WORK INSTRUCTIONS:
The output should consist solely of the line containing "For the evaluation set, tag each instance of the crossed" and the lines that follow it through the end of the data below.

-- begin RECORDS FOR THIS TASK --

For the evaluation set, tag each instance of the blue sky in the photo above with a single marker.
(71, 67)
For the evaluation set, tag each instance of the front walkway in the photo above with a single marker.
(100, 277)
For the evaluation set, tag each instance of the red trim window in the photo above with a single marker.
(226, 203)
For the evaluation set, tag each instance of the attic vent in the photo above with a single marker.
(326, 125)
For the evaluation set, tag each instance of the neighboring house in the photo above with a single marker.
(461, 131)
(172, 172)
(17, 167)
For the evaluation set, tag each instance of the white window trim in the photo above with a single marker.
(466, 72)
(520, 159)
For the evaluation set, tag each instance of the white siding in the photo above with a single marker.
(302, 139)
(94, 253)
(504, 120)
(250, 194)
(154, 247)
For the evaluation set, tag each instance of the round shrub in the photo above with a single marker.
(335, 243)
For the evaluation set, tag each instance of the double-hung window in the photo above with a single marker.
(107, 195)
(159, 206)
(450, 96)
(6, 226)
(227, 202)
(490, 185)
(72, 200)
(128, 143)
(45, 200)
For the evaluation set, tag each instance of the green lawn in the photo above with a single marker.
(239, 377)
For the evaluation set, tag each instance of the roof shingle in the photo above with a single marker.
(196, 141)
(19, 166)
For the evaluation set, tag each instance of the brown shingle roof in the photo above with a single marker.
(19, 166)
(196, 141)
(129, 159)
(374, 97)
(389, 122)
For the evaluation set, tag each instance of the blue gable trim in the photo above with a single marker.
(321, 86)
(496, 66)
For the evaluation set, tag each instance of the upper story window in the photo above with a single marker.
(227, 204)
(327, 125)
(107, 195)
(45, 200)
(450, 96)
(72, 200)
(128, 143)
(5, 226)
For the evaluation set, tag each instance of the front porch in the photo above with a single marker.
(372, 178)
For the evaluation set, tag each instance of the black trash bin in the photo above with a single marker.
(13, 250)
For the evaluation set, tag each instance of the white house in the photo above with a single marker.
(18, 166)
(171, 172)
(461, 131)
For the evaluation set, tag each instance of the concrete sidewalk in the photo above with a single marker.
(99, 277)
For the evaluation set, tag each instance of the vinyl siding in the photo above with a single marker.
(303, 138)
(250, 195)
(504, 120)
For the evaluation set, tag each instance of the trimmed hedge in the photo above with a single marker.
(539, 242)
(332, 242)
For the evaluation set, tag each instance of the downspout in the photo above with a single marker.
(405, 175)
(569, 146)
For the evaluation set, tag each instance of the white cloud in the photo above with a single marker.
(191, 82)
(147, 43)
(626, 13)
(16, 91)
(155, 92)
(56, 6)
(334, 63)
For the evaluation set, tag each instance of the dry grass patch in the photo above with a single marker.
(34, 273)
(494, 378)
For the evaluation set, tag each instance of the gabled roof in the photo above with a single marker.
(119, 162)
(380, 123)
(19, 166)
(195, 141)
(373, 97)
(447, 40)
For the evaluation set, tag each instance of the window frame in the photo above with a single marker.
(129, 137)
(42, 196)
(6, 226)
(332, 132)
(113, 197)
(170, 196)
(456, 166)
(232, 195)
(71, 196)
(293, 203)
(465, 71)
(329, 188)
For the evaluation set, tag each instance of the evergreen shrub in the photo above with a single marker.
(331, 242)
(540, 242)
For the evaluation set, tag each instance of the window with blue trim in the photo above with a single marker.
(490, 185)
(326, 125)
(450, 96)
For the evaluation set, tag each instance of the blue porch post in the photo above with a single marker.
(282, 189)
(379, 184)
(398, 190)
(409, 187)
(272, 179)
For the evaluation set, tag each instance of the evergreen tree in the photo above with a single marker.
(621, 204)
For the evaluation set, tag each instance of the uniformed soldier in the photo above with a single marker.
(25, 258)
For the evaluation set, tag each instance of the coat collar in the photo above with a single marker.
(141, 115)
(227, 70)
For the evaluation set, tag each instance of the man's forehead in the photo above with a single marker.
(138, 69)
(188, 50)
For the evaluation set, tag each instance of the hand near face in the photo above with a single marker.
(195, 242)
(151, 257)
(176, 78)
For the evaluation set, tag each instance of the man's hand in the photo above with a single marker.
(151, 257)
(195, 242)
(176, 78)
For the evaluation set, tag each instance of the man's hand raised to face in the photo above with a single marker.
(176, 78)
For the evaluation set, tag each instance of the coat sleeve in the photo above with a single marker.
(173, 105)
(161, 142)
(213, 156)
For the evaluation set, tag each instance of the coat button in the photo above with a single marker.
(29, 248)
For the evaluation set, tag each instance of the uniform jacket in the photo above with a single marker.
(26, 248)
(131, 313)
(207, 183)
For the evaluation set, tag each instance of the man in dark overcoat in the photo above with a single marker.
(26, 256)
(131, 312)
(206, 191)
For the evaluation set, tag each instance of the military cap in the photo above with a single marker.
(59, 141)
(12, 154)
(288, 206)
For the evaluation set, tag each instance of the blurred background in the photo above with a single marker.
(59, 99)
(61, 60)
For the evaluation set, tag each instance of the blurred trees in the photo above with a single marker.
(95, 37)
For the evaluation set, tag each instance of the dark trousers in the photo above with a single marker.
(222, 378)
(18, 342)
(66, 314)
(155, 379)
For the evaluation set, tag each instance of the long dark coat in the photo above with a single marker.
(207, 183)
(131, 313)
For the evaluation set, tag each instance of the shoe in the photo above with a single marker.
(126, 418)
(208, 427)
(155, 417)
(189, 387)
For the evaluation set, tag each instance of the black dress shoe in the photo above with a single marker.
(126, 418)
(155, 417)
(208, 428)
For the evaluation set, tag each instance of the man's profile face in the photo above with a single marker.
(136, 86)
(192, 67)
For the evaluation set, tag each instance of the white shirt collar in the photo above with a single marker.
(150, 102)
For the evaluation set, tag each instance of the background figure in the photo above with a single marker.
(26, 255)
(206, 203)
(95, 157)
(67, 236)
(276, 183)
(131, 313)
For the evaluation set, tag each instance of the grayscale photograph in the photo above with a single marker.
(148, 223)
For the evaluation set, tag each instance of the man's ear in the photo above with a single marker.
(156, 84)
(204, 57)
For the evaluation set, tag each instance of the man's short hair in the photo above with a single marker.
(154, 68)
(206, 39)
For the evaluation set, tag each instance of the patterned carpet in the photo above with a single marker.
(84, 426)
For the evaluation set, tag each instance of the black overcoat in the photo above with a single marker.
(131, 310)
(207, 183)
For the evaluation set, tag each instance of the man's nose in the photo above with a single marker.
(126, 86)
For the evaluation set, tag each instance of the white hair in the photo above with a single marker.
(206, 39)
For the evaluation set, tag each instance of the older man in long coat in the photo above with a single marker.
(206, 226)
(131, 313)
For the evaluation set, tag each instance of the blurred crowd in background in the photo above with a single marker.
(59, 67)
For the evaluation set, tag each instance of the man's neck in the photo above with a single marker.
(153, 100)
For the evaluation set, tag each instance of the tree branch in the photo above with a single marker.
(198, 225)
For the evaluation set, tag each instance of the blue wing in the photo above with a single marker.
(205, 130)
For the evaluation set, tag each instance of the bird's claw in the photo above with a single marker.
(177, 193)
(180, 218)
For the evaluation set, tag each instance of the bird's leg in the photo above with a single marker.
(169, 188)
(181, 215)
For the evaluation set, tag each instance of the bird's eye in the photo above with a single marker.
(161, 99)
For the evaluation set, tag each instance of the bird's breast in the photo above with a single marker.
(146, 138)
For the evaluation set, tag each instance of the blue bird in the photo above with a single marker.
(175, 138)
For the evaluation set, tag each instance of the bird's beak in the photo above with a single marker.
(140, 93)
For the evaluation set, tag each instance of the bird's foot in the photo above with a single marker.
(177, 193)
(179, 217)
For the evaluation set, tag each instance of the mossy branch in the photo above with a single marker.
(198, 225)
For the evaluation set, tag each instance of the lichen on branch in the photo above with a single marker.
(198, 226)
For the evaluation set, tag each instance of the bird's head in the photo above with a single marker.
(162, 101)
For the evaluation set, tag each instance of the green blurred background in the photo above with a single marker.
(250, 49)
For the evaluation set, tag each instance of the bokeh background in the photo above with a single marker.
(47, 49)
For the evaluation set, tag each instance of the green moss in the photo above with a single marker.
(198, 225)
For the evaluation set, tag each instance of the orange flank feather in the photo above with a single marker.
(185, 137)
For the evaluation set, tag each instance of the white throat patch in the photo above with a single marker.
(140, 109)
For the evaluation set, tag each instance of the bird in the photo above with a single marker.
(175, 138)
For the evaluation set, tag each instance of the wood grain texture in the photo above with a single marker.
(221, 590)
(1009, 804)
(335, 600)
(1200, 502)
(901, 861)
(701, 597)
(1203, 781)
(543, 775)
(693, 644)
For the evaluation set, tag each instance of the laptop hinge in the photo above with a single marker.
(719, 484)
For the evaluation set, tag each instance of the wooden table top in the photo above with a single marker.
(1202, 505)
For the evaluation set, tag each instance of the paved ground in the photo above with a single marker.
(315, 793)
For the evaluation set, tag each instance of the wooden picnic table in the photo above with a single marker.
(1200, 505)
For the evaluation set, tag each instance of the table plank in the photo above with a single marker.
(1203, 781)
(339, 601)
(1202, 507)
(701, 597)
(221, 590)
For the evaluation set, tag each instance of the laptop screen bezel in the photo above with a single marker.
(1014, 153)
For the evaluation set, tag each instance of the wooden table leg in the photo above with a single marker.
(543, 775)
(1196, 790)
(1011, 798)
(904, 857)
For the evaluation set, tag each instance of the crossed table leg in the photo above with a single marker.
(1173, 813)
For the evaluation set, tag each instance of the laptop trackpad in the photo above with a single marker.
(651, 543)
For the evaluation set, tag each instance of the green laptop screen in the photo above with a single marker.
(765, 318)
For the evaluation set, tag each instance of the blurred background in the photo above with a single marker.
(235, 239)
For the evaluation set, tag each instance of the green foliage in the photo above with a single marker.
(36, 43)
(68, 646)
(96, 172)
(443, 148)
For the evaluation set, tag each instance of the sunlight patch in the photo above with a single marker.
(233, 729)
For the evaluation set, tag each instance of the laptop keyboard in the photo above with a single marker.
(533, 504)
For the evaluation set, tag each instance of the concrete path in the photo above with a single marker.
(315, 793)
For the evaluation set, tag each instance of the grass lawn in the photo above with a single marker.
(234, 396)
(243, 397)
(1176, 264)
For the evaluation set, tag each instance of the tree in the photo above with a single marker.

-- end RECORDS FOR THIS TASK --

ANSWER TO THIS EXERCISE:
For the evaluation set, tag each instance of the crossed table leg in the photo above with a single marker.
(1173, 813)
For the evaluation set, tag each instance of the laptop trackpad in the photo above with a single marker.
(651, 543)
For the evaluation set, tag each instance of the green laptop screen in the photo above with a single marker.
(765, 318)
For the evaluation set, tag each instance of the blurred background in the photo above with a single marker.
(235, 239)
For the evaluation set, tag each instance of the green foliage in the photo above with a single marker.
(36, 43)
(68, 646)
(96, 172)
(443, 148)
For the evaluation set, tag each instance of the sunlight patch in the photo above with a single marker.
(233, 729)
For the evaluation set, tag each instance of the laptop keyboard in the photo above with a single marker.
(533, 504)
For the evaluation set, tag each instance of the concrete path in the photo above with a single marker.
(315, 793)
For the evaluation set, tag each instance of the grass lawn in the photo above with a single marker.
(234, 396)
(243, 397)
(1176, 264)
For the evaluation set, tag each instance of the tree in the photo above with a single marker.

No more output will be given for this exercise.